--- START ---
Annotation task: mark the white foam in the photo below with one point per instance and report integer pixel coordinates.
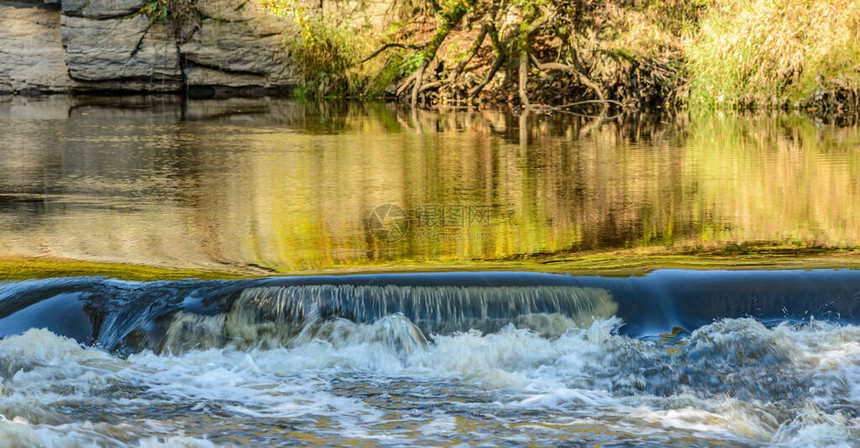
(515, 377)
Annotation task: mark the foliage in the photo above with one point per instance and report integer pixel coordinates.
(325, 51)
(170, 11)
(774, 52)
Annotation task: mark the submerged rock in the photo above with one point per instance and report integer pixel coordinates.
(112, 45)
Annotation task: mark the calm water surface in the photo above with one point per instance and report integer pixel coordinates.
(281, 185)
(674, 358)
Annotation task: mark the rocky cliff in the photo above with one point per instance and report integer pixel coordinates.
(231, 46)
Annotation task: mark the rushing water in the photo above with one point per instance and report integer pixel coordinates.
(675, 358)
(271, 183)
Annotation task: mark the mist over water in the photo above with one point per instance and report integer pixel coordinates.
(672, 358)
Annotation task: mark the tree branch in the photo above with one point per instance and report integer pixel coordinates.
(391, 45)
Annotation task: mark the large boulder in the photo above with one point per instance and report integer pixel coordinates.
(129, 53)
(101, 9)
(31, 54)
(110, 45)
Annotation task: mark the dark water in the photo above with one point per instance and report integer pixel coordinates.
(675, 358)
(276, 184)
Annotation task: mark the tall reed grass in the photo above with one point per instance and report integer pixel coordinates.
(773, 53)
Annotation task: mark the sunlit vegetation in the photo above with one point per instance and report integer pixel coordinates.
(538, 53)
(783, 53)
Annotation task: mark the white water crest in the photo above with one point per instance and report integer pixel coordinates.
(735, 382)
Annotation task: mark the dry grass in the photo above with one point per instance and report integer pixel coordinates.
(774, 53)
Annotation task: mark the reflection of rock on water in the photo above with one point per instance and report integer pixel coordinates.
(273, 183)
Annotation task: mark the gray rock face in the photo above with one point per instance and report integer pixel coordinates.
(109, 45)
(121, 54)
(101, 9)
(31, 54)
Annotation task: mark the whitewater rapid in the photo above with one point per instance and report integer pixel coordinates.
(734, 382)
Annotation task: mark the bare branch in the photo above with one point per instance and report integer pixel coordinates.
(391, 45)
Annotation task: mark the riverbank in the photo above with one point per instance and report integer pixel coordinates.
(610, 264)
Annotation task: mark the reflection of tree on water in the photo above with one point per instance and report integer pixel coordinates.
--- END ---
Reproduce all the records above with "integer" changed to "whole-number" wherever it occurs, and leave everything else unchanged. Omit the pictures from your answer.

Annotation task: mark the white foam in the photo below with one point per instance and report whole-number pixel coordinates.
(515, 377)
Annotation task: mark the foliage in the photo above with one point per instance and report whole-number pixel coordinates.
(325, 51)
(170, 11)
(774, 52)
Annotation task: mark the submerged rock in the photo above with one point per instance and report whole-number pixel coordinates.
(112, 45)
Annotation task: mark the calm water surface in the photo above with one point per instance and report whole-number pixel coordinates.
(281, 185)
(674, 358)
Annotation task: mark the rocky cliff in the photo above with one point per instance and report whole-number pixel coordinates.
(231, 46)
Annotation task: mark the rushing water in the photo above with one point per instance and report whole-number pixel coordinates.
(675, 358)
(271, 183)
Annotation task: mark the mist over water in the photo above with one point per instance and report whole-number pixel coordinates.
(672, 358)
Annotation task: mark the tree branch in the photo above with one point per instance and report whole-number pixel coordinates.
(391, 45)
Annotation task: mark the large boulder in the photo above with one point per instance and report whole-number pixel coordinates.
(129, 53)
(101, 9)
(31, 54)
(110, 45)
Annotation task: mark the dark water in the photo above with one point per instance and report whole-number pixel coordinates.
(675, 358)
(276, 184)
Annotation task: mark the tall reed grass in the photo above with one point per instance and report whole-number pixel coordinates.
(773, 53)
Annotation task: mark the sunlit vegetation in the photo above with one point per instance and report whole-number pixel coordinates.
(538, 53)
(783, 53)
Annotation task: mark the white water crest in the photo above with one point per instance and report whole-number pixel coordinates.
(735, 382)
Annotation task: mark the dry grass in the photo above with one point per instance and report whole-number pixel coordinates.
(774, 53)
Annotation task: mark the reflection of rock on water in the photo above with one point per instance and report whole-number pixel coordinates.
(273, 183)
Annotation task: mark the gray rock face in the photo above with one point per instance and report whole-number pixel coordinates.
(109, 45)
(121, 54)
(101, 9)
(31, 54)
Annotation task: mark the whitewater rapid in the photo above with one point per instance and report whole-number pixel coordinates.
(734, 382)
Annotation task: mark the bare branch in the photo above with one point per instance and report whole-number pixel coordinates.
(391, 45)
Annotation task: mark the riverbank in the photo above with one point per instance and report whole-number pixel coordinates.
(610, 264)
Annotation task: mark the reflection of tree on water in the photo above with one point per instance and report whole-number pixel coordinates.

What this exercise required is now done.